PROBLEM STATEMENT: After finding the line that contains "of the gray", reproduce it and each line below it through the end of the listing, exactly, with nothing added.

DATA TO EXAMINE:
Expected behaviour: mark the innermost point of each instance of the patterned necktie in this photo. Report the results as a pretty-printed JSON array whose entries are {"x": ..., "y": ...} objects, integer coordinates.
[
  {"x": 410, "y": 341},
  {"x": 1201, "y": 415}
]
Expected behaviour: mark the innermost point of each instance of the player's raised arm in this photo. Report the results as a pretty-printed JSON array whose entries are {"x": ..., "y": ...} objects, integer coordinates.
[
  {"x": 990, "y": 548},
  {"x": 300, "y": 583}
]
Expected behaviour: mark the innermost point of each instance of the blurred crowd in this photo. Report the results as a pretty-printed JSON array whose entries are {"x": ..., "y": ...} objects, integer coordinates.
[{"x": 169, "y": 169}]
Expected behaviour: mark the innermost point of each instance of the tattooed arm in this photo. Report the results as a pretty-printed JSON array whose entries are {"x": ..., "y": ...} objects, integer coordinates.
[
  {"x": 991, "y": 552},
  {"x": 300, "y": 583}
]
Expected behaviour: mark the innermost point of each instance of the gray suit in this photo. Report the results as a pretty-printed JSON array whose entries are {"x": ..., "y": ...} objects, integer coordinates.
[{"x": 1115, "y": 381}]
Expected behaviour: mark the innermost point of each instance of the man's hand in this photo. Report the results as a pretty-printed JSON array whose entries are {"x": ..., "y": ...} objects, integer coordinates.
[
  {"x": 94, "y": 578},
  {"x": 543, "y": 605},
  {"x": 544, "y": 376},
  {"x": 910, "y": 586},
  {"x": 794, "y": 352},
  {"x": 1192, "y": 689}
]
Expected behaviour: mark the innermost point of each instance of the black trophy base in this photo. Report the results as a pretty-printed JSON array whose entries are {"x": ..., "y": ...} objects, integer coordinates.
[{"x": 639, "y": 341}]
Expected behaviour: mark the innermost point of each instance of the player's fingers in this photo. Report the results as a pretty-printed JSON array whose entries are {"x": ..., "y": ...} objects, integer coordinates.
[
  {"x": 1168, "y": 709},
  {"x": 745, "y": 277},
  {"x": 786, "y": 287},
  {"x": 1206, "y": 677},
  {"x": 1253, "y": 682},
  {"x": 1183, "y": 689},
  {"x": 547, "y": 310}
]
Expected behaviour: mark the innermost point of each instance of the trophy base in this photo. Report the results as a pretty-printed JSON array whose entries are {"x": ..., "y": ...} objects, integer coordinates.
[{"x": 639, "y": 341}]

EXPECTED OUTPUT:
Expected behaviour: mark the innermost point of each instance of the gray suit in this photo. Report the results as a pretty-printed JSON array whose entries are {"x": ..., "y": ...} objects, integer coordinates.
[{"x": 1115, "y": 381}]
Expected behaviour: mark the innermost point of each instance of the man's hand in this photo. Report the results as a pretty-printed JSON array whose entries are {"x": ..., "y": ...} objects, integer coordinates.
[
  {"x": 94, "y": 578},
  {"x": 543, "y": 605},
  {"x": 544, "y": 376},
  {"x": 910, "y": 586},
  {"x": 794, "y": 352},
  {"x": 1192, "y": 689}
]
Expected behaviour: mark the innermost point of each instance of the black trophy base in this photo. Report the results as a pretty-printed JSON array whose entries are {"x": ..., "y": ...} objects, integer coordinates.
[{"x": 639, "y": 341}]
Expected behaviour: mark the innermost point of each instance of the player's fingers in this photo. Report the results as a pretty-printed JSON array whose entries are {"x": ..., "y": ...} objects, integer coordinates.
[
  {"x": 1168, "y": 709},
  {"x": 745, "y": 277},
  {"x": 786, "y": 287},
  {"x": 1206, "y": 677},
  {"x": 1253, "y": 682},
  {"x": 1183, "y": 689},
  {"x": 547, "y": 310}
]
Expected behaviour: mark the innermost point of each instance of the trophy base in this photo. Report the results as a pretty-printed JSON array whose entries are {"x": ..., "y": ...} objects, integer coordinates.
[{"x": 639, "y": 341}]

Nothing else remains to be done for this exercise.